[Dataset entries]
** begin **

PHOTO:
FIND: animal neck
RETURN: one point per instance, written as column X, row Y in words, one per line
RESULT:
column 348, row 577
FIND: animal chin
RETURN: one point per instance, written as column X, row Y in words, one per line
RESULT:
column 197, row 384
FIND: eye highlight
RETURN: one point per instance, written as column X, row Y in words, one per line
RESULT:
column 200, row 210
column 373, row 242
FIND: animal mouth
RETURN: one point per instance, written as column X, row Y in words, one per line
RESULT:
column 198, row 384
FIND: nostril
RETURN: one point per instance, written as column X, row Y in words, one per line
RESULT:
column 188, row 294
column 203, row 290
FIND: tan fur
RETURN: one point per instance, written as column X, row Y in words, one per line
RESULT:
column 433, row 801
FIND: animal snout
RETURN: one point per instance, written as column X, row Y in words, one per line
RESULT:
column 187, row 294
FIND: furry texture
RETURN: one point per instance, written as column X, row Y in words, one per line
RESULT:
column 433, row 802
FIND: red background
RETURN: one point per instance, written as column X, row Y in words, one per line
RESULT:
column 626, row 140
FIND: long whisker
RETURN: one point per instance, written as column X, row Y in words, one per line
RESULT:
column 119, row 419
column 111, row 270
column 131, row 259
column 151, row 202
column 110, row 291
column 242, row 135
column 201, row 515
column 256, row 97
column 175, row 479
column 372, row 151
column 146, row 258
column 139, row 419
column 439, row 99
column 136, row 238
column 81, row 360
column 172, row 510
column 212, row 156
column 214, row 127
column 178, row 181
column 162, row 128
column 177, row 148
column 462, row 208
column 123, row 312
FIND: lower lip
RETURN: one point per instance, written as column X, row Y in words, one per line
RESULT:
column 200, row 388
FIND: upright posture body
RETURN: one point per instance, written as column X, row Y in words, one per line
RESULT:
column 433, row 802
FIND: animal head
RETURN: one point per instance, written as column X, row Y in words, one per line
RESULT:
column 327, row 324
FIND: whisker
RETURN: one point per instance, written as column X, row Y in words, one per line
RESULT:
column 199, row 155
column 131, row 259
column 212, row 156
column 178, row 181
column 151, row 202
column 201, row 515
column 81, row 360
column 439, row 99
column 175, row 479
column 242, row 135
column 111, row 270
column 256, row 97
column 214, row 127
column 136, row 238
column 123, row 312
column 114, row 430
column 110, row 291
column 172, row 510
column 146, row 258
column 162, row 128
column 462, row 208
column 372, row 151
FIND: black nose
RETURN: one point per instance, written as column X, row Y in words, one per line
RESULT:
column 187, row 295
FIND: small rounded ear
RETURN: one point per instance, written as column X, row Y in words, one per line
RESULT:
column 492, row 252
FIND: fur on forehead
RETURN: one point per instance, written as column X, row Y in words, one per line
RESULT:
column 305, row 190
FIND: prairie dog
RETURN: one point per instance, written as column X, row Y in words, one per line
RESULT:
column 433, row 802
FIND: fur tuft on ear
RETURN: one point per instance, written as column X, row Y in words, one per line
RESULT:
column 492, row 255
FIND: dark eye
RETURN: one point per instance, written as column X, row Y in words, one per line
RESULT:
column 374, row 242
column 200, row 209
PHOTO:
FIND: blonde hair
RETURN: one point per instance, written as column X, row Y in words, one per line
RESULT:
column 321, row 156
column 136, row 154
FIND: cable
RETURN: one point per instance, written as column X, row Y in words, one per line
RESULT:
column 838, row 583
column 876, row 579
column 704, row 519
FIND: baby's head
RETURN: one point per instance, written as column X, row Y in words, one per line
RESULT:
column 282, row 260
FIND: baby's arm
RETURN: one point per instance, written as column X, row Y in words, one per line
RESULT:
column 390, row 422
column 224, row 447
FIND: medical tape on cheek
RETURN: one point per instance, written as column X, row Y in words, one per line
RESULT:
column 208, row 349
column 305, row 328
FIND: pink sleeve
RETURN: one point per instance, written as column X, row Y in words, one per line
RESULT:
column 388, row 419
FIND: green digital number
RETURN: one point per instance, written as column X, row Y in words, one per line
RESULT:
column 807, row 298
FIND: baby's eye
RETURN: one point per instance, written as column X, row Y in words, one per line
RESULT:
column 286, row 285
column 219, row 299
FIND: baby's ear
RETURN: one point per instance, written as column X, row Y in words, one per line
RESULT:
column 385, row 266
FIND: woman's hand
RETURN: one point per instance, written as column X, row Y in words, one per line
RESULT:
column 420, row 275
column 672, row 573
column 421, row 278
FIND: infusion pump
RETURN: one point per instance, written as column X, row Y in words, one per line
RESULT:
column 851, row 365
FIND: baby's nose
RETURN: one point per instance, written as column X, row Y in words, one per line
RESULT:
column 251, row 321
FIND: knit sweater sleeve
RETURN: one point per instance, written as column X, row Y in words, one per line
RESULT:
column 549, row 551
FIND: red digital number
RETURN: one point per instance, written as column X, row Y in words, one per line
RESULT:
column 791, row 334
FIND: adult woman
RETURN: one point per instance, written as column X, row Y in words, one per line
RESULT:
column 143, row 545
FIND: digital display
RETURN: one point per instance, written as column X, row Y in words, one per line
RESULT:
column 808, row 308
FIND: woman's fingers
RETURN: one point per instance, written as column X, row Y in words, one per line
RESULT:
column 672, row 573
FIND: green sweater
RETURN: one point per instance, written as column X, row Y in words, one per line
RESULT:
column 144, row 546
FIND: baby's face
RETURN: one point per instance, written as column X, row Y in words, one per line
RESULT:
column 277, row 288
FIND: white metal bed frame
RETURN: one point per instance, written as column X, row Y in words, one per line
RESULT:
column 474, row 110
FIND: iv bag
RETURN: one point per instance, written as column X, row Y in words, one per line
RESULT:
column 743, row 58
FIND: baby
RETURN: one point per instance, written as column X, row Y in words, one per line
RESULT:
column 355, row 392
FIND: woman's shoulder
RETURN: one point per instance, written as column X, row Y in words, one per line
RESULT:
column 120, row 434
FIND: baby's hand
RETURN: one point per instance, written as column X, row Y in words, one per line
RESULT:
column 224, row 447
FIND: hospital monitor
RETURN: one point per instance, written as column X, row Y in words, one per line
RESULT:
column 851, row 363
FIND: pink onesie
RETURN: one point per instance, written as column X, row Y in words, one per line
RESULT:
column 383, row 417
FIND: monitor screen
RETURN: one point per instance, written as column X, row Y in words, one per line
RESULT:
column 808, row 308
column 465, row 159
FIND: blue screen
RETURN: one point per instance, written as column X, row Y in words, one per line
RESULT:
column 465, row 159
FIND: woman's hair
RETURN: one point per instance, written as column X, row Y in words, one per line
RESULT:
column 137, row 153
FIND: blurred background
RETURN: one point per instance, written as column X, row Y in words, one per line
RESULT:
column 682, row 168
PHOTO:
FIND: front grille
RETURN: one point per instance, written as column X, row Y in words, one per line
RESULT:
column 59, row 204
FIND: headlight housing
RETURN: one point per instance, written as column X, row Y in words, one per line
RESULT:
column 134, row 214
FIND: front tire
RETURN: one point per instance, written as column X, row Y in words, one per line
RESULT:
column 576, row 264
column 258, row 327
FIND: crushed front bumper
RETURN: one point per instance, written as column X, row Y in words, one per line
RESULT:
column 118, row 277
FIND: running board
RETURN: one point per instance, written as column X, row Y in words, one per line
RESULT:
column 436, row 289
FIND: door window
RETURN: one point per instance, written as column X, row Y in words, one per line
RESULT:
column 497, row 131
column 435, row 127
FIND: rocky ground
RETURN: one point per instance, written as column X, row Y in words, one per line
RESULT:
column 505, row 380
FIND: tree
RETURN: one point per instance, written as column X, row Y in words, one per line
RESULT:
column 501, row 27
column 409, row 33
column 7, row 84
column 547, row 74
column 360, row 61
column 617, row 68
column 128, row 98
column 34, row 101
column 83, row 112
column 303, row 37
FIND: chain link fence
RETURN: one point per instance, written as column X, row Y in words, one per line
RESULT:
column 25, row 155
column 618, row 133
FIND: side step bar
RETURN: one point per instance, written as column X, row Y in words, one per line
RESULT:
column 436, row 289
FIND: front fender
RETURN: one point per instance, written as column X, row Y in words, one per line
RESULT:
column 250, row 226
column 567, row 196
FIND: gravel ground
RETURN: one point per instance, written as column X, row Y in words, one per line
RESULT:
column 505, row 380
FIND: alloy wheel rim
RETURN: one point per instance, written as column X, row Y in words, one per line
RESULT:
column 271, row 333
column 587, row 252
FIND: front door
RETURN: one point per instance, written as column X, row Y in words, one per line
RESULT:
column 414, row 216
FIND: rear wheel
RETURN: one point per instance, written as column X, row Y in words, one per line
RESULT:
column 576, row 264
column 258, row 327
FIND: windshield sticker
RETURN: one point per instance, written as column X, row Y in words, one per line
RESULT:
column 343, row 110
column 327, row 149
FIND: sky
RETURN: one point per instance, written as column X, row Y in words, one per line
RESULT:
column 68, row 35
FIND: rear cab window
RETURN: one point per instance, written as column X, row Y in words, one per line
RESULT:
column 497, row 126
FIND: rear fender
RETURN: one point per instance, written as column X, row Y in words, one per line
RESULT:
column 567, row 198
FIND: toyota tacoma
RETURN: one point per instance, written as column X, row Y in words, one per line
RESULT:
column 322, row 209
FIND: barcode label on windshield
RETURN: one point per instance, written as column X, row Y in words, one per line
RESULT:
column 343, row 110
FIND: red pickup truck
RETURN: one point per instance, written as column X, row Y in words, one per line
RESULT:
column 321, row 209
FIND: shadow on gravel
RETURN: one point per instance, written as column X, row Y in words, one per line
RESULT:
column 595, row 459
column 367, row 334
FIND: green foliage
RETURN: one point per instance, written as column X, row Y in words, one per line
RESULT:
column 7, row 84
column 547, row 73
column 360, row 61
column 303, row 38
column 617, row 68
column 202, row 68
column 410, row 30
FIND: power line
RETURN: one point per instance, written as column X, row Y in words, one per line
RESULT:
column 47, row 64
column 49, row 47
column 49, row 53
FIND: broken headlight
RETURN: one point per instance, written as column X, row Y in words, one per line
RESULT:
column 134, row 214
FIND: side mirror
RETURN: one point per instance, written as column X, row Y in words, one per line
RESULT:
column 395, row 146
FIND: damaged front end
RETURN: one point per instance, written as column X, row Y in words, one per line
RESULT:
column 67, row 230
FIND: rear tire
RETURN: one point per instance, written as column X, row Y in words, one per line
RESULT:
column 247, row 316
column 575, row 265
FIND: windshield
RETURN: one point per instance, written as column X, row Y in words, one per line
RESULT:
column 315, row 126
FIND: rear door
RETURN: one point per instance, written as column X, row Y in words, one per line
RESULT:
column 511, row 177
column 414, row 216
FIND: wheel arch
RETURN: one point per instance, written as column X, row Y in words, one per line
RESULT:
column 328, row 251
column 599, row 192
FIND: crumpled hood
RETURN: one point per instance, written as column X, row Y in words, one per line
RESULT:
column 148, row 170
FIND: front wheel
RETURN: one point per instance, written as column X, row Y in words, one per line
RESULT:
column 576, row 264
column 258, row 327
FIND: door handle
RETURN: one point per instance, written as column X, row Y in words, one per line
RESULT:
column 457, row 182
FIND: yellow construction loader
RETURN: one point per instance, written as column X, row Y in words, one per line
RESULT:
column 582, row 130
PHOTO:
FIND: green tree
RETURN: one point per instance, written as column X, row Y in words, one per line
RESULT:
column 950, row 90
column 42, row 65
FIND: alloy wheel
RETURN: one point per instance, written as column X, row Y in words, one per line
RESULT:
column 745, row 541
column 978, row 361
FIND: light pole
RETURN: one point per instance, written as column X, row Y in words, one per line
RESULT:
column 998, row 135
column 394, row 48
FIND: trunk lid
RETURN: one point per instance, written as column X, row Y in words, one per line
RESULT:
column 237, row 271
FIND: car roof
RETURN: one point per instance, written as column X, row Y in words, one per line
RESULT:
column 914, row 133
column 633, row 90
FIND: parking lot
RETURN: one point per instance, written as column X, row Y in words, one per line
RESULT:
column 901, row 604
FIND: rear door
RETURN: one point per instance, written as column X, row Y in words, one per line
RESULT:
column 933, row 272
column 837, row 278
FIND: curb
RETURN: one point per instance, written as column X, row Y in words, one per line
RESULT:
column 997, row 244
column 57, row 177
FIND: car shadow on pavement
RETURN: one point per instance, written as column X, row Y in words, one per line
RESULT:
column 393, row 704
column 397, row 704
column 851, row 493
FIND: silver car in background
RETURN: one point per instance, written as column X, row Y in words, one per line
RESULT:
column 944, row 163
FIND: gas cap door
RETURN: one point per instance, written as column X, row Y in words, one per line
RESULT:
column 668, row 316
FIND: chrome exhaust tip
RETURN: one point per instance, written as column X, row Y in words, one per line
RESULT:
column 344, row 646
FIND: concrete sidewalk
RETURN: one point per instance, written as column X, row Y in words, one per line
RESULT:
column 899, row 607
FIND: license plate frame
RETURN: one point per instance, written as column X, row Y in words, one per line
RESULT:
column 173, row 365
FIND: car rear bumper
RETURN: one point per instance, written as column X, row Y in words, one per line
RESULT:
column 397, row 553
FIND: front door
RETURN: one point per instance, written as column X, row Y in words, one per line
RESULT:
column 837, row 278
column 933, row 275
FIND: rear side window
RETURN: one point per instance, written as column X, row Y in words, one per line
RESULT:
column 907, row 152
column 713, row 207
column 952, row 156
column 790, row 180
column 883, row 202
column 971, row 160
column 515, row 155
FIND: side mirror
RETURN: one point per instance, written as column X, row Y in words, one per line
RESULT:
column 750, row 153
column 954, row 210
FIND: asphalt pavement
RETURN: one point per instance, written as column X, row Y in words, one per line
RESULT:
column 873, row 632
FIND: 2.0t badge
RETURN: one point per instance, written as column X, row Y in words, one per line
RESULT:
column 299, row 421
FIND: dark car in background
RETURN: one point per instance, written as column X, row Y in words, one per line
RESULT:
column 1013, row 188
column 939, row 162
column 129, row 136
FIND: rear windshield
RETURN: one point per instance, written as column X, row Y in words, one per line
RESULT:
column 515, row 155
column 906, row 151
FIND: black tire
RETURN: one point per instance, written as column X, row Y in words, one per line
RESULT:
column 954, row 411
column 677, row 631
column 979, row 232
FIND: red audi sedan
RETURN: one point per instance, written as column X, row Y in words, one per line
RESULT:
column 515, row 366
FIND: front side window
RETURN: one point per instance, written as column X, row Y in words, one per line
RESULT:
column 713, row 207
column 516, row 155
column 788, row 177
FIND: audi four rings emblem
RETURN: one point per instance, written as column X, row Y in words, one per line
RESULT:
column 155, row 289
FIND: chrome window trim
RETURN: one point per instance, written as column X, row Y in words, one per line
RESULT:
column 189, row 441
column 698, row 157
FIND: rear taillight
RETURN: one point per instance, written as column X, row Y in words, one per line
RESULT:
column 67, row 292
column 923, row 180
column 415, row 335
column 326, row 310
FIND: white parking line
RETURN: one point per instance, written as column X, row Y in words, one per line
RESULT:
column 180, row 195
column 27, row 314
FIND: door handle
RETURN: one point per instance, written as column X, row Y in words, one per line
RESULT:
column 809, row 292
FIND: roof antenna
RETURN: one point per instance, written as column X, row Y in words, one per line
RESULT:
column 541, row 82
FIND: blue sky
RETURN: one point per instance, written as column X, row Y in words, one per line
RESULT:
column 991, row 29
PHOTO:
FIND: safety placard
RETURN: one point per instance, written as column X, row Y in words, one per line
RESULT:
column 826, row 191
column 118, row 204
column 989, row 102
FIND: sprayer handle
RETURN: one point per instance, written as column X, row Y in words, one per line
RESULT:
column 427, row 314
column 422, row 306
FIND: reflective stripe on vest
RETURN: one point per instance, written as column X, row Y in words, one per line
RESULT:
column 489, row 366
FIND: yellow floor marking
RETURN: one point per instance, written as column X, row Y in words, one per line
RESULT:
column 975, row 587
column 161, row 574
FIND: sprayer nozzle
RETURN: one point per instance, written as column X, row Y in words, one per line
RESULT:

** end **

Change "safety placard" to "warning placard" in the lines of the listing starting at the line containing "FIND: roof antenna" and ending at the line containing "column 989, row 102", and give back only those lines with nothing else altered.

**Exercise response**
FIND: roof antenna
RETURN: one point per instance, written as column X, row Y in words, one per line
RESULT:
column 541, row 82
FIND: blue sky
RETURN: one point per instance, written as column X, row Y in words, one per line
RESULT:
column 991, row 29
PHOTO:
FIND: warning placard
RETURN: one point per instance, written as column X, row Y in words, one per line
RESULT:
column 826, row 191
column 118, row 204
column 989, row 102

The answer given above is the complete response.